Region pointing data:
=-=-=-=-=

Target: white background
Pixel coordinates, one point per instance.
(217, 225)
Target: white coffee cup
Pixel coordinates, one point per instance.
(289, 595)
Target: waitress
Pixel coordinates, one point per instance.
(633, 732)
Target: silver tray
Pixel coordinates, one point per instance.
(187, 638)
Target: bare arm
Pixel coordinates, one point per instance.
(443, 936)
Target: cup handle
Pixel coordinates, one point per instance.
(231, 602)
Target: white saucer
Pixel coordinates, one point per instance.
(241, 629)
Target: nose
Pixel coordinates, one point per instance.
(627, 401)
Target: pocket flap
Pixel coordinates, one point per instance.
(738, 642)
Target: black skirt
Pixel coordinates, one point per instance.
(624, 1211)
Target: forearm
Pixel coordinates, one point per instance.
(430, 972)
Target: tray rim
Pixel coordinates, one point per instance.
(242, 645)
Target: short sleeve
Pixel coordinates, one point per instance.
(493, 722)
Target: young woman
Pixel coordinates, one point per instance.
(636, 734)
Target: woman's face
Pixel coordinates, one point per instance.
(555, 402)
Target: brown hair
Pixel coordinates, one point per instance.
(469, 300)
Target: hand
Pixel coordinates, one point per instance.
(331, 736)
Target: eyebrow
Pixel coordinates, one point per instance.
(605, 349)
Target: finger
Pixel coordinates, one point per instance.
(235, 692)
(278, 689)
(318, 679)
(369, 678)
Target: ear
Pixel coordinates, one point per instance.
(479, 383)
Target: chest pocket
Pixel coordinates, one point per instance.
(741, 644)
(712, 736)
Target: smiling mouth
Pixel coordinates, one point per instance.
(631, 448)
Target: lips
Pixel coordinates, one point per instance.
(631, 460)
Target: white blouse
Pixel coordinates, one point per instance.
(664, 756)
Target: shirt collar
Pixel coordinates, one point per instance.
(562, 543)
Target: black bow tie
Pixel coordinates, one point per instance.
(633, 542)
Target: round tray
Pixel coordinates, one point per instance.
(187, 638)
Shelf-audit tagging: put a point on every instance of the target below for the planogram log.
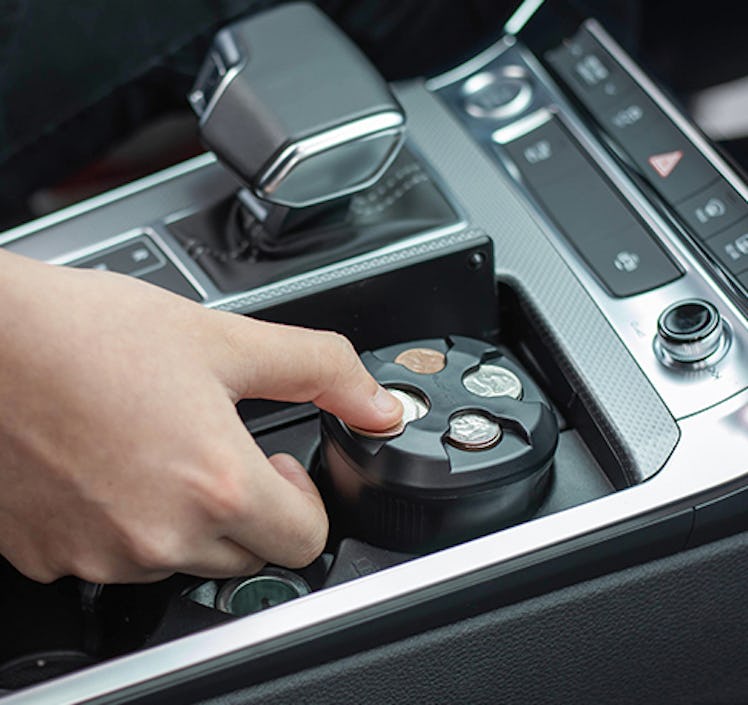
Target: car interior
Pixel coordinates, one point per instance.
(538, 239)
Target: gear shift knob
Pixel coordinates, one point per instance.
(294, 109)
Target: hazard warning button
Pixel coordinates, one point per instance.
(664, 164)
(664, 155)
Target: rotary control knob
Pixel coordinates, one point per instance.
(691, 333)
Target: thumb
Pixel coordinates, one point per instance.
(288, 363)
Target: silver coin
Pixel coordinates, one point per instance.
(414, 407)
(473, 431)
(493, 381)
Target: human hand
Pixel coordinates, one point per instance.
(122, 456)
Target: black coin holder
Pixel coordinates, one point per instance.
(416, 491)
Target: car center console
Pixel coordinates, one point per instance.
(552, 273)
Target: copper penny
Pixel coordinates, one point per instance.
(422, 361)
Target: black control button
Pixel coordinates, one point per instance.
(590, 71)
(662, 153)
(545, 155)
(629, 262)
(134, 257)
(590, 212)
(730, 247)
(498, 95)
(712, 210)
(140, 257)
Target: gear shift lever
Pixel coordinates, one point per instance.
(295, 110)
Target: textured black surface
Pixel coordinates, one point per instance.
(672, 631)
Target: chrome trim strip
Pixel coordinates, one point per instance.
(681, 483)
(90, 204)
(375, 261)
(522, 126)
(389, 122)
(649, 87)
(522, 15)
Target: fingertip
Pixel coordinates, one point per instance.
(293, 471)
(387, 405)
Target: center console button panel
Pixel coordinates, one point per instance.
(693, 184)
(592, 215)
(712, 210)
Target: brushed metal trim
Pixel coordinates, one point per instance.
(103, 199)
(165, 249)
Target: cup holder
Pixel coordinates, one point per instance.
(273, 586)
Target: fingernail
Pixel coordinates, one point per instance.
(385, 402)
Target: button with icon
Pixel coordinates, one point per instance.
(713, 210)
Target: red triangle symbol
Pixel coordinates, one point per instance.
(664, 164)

=-=-=-=-=

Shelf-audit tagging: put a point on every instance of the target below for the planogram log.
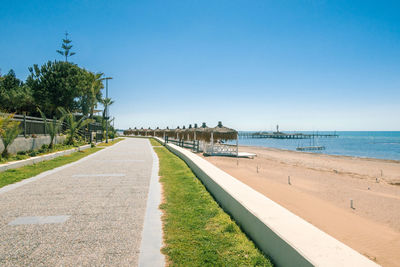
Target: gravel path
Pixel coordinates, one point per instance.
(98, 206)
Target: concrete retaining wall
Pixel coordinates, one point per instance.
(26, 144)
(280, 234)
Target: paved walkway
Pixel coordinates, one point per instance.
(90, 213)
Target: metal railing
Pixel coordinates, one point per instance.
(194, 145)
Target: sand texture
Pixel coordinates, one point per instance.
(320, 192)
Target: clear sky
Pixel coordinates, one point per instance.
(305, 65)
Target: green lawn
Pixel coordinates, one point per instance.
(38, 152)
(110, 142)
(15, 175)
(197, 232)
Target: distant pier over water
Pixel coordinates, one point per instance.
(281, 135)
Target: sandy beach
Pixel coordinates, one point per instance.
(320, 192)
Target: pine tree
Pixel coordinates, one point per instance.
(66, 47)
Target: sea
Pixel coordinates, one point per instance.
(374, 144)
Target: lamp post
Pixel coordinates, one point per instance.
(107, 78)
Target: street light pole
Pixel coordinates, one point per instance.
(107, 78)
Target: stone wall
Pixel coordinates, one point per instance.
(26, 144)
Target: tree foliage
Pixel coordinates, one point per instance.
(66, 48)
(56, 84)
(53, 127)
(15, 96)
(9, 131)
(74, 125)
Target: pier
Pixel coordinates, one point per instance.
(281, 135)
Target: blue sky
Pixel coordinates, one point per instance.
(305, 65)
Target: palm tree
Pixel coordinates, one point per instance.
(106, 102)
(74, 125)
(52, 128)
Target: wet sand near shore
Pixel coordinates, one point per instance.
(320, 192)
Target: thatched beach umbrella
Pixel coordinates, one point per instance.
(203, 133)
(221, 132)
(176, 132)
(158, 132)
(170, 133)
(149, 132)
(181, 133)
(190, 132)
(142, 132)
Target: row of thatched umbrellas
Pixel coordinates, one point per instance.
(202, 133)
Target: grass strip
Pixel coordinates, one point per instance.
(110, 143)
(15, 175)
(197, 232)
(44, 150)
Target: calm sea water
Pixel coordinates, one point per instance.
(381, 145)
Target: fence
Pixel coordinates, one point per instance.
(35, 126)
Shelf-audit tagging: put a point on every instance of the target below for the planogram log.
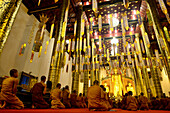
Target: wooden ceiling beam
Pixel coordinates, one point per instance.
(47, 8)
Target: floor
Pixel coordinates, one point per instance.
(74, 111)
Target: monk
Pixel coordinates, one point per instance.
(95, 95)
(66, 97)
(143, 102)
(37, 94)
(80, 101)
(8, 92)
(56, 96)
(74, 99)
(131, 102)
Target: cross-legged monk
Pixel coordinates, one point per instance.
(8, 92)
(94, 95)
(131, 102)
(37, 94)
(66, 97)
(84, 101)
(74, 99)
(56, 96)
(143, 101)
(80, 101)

=-=-=-=-=

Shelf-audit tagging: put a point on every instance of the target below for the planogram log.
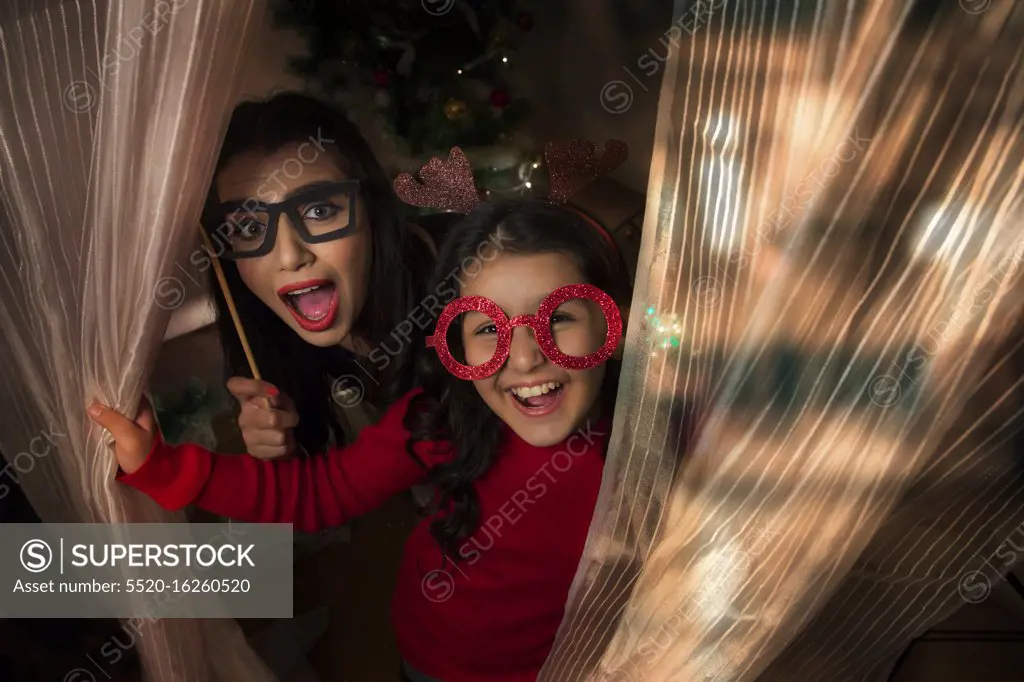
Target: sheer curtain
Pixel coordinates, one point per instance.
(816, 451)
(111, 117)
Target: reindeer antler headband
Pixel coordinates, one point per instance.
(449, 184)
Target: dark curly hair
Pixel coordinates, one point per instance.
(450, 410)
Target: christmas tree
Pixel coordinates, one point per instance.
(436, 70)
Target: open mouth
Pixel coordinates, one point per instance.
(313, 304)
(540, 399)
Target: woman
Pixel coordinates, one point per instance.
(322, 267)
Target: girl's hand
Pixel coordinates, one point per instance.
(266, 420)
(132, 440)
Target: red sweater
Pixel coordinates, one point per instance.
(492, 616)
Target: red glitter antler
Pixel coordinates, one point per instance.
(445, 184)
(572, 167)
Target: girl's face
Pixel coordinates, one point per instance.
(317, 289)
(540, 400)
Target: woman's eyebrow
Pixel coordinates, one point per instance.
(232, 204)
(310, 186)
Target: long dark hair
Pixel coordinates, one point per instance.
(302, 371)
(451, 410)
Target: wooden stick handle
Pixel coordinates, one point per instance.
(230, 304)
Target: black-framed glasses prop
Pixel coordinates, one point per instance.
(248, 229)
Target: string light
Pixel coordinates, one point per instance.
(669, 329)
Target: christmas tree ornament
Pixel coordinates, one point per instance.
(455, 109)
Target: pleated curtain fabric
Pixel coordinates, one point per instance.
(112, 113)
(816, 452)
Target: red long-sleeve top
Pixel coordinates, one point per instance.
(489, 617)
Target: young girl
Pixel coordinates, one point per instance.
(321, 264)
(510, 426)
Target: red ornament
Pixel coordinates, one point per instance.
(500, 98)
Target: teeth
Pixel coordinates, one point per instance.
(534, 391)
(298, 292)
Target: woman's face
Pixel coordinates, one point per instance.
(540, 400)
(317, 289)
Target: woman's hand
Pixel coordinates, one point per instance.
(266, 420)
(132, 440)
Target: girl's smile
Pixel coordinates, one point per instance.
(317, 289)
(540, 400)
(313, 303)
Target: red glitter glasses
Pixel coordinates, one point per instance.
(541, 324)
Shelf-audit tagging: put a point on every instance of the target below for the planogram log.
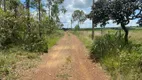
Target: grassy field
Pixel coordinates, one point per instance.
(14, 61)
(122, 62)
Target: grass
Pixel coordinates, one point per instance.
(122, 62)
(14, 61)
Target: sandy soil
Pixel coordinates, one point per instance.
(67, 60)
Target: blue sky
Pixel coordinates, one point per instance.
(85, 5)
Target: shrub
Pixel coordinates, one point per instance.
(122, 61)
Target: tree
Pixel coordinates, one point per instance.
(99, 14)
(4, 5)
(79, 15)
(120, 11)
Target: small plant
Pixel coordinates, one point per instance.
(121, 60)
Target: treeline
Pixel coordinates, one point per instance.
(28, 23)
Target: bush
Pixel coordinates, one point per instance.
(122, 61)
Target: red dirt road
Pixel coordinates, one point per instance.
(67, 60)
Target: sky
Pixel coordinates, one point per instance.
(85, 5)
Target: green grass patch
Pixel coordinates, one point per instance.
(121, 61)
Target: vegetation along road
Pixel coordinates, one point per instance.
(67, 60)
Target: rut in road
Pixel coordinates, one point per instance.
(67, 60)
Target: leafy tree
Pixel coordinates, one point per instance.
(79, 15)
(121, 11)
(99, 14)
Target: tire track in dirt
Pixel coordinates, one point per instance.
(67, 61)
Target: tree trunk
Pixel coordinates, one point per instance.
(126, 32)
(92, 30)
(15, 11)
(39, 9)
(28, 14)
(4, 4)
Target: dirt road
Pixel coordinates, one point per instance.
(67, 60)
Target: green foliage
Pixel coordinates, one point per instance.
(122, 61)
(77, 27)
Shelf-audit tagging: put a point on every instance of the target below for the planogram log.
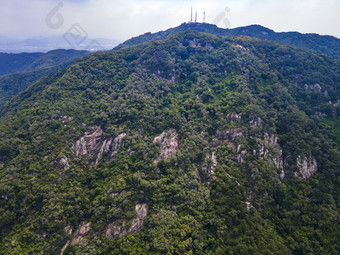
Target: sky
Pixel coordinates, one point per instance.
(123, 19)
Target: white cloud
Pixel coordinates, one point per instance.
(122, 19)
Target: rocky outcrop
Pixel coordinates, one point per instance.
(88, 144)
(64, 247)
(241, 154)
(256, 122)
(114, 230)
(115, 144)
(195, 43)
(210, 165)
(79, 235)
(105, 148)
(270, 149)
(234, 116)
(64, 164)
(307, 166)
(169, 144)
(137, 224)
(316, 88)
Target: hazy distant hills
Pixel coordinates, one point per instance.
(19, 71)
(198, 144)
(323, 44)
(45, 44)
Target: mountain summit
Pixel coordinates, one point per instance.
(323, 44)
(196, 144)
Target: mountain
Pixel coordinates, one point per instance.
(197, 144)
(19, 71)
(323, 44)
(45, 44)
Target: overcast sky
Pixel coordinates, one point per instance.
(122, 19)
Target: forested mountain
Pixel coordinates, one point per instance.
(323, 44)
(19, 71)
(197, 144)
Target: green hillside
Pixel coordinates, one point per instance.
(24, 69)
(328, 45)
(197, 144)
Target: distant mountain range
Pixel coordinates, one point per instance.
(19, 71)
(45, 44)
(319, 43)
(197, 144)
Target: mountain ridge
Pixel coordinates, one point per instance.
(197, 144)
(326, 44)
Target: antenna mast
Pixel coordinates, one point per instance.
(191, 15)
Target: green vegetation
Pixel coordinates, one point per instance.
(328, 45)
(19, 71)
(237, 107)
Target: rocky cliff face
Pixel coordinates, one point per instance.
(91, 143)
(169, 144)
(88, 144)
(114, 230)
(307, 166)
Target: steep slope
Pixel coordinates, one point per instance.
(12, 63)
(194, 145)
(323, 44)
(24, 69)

=-=-=-=-=

*EXERCISE PROMPT*
For every line in the data above that has the string "antler", return that line.

*RESPONSE BELOW*
Target: reindeer antler headband
Target: red glitter antler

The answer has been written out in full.